#### Material provided
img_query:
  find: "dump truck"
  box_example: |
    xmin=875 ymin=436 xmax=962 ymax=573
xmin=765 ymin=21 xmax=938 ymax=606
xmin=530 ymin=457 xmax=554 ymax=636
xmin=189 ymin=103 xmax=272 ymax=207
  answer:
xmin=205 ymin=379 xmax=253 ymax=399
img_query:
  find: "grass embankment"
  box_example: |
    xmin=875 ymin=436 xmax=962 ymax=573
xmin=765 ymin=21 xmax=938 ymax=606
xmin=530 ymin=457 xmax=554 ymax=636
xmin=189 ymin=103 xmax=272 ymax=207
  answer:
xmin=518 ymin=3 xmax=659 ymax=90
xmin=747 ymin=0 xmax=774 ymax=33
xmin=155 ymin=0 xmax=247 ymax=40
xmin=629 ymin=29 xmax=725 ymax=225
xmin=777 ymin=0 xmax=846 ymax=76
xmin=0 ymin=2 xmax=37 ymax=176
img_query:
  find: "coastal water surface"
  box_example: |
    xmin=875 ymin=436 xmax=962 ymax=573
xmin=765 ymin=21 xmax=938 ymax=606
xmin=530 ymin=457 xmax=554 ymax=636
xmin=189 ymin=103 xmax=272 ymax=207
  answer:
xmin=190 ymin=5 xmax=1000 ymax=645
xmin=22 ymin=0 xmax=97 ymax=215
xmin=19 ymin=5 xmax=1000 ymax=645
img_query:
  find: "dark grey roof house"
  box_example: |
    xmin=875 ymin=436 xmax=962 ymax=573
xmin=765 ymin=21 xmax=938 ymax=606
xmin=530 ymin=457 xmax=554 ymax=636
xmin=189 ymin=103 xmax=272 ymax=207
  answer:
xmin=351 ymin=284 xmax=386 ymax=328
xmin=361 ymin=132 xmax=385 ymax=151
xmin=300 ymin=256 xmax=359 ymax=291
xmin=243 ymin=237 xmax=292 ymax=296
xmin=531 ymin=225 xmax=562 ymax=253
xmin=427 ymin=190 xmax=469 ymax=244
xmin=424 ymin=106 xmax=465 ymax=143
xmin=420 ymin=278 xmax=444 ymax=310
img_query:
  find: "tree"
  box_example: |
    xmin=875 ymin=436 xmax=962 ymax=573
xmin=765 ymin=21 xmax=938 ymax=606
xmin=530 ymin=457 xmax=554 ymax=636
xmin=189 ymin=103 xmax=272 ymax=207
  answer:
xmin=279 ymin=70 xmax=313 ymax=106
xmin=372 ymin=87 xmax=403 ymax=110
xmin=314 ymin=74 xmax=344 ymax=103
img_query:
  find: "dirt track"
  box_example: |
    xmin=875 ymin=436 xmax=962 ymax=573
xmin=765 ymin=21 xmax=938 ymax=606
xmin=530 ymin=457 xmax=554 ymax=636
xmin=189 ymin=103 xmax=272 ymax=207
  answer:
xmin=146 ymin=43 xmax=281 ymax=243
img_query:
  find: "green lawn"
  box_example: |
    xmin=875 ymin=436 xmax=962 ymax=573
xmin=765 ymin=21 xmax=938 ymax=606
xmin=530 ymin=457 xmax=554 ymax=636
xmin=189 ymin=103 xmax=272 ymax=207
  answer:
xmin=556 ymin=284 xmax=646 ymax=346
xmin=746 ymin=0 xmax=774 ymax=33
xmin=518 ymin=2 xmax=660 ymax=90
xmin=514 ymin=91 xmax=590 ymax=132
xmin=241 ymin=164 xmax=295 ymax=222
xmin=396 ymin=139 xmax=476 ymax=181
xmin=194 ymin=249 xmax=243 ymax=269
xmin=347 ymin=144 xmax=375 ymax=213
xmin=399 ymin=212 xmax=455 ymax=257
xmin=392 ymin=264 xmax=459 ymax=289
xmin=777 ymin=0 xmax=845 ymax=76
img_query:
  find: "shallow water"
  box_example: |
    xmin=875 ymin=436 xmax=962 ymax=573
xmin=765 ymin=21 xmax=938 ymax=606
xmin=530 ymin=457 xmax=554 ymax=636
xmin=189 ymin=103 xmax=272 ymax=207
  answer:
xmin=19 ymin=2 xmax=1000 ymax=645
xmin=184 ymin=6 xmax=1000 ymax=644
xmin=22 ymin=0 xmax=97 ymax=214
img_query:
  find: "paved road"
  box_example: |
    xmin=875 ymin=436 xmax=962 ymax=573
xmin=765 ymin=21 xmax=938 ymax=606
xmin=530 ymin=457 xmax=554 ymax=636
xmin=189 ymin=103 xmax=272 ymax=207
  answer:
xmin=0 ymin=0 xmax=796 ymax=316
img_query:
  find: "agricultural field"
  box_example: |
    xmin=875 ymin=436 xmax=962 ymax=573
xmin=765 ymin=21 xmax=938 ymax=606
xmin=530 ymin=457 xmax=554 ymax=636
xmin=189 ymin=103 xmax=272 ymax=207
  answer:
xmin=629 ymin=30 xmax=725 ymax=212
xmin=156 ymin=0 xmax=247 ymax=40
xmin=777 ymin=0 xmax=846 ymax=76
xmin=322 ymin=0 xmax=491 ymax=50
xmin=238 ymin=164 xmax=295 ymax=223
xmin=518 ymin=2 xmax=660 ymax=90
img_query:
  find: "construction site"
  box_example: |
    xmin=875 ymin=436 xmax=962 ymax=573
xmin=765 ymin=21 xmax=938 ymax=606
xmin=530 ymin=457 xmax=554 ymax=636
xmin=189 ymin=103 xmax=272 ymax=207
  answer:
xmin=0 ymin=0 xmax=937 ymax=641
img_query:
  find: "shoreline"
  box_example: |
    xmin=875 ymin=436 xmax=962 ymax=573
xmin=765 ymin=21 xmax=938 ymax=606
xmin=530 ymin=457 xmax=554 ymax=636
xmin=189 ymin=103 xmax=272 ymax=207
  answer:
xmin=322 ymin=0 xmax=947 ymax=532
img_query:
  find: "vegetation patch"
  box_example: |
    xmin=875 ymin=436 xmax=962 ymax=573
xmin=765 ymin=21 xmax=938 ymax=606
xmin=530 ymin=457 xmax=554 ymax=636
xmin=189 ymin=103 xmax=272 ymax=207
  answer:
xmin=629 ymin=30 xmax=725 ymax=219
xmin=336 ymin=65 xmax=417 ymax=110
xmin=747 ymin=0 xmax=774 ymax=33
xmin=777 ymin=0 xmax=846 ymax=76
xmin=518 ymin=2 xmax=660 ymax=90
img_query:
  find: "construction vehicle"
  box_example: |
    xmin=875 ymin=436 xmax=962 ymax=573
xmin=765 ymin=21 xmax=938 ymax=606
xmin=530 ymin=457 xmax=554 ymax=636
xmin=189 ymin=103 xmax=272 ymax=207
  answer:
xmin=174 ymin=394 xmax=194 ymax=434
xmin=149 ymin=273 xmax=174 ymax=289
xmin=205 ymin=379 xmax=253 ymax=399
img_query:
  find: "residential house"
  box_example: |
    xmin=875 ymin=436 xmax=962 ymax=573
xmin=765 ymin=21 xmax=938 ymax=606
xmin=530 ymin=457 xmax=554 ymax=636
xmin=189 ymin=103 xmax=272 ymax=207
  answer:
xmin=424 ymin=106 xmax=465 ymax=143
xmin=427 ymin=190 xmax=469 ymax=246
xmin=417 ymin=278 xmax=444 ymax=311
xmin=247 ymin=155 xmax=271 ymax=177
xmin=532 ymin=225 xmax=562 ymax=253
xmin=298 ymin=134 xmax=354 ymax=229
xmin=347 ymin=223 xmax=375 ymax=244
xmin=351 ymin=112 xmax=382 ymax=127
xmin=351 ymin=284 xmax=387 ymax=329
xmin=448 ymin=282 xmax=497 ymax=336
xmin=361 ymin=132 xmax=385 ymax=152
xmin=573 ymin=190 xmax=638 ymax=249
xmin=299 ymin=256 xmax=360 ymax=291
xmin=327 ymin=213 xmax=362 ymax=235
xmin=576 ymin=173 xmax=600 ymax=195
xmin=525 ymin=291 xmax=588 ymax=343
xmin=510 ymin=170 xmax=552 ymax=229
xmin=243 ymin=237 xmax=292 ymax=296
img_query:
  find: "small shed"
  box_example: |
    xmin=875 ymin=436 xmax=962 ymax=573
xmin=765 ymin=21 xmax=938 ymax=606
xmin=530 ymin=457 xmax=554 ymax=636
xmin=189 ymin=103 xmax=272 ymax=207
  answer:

#### What to do
Copy out everything from the first line of the entries down to the line that contains "xmin=19 ymin=5 xmax=1000 ymax=645", including both of those lines.

#### Result for this exercise
img_query:
  find: "dump truck"
  box_example: |
    xmin=875 ymin=436 xmax=962 ymax=573
xmin=765 ymin=21 xmax=938 ymax=606
xmin=530 ymin=457 xmax=554 ymax=636
xmin=189 ymin=103 xmax=272 ymax=207
  answer:
xmin=205 ymin=379 xmax=253 ymax=399
img_query:
  find: "grass embankment"
  box_example: |
    xmin=875 ymin=436 xmax=962 ymax=573
xmin=765 ymin=21 xmax=938 ymax=606
xmin=530 ymin=457 xmax=554 ymax=636
xmin=189 ymin=103 xmax=272 ymax=207
  answer:
xmin=518 ymin=3 xmax=659 ymax=90
xmin=747 ymin=0 xmax=774 ymax=33
xmin=155 ymin=0 xmax=247 ymax=40
xmin=629 ymin=29 xmax=725 ymax=225
xmin=777 ymin=0 xmax=846 ymax=76
xmin=0 ymin=2 xmax=37 ymax=176
img_query:
  find: "coastal water surface"
  box_example: |
    xmin=875 ymin=436 xmax=962 ymax=573
xmin=765 ymin=21 xmax=938 ymax=606
xmin=530 ymin=457 xmax=554 ymax=636
xmin=189 ymin=103 xmax=272 ymax=207
  answer:
xmin=190 ymin=5 xmax=1000 ymax=645
xmin=22 ymin=0 xmax=97 ymax=215
xmin=19 ymin=5 xmax=1000 ymax=645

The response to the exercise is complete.